● TASK STATEMENT
Reproduce the listing below line for line, without changing anything.

________

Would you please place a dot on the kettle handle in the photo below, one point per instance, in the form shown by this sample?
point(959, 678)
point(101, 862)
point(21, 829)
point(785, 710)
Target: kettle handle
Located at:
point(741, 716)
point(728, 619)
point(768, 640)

________

● EXERCISE RESULT
Would you please place a dot on the kettle handle in the photo below, one point per instance, in the form shown by this sample?
point(959, 678)
point(101, 862)
point(21, 829)
point(785, 710)
Target: kettle handle
Located at:
point(741, 716)
point(728, 619)
point(768, 640)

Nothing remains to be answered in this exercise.